#### Pointing records:
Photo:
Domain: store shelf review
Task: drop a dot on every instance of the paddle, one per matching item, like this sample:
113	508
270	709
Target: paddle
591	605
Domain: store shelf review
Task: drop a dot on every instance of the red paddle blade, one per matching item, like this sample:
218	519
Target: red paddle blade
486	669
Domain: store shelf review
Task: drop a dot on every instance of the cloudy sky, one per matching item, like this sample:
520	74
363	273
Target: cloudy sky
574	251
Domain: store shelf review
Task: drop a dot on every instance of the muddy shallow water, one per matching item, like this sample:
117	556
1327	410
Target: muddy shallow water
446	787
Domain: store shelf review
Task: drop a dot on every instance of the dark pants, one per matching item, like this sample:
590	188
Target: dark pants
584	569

#### WHAT THE TASK ASKS:
Give every line of the entries above as a JSON list of strings, one string per line, with blank lines omitted.

#### TASK OUTPUT:
[
  "Photo:",
  "Domain: store shelf review",
  "Task: drop a dot on every instance of the paddle, one per matching item, like this sample:",
  "113\t508",
  "270\t709",
  "Target: paddle",
  "591\t605",
  "Domain: store shelf review",
  "Task: drop a dot on every instance of the red paddle blade, one per matching item, like this sample:",
  "218\t519",
  "Target: red paddle blade",
  "486\t669",
  "Domain: store shelf review",
  "Task: drop a dot on every instance of the cloudy sky, one per matching item, like this sample:",
  "520\t74",
  "363\t273",
  "Target: cloudy sky",
  "574\t251",
  "Domain: store shelf review",
  "Task: drop a dot on every instance of the muddy shallow water, one per matching item, like this sample:",
  "117\t556",
  "1327\t410",
  "Target: muddy shallow water",
  "446\t787",
  "Domain: store shelf review",
  "Task: drop a dot on every instance of the dark pants, one per matching item, like this sample:",
  "590\t188",
  "Target: dark pants",
  "584\t569"
]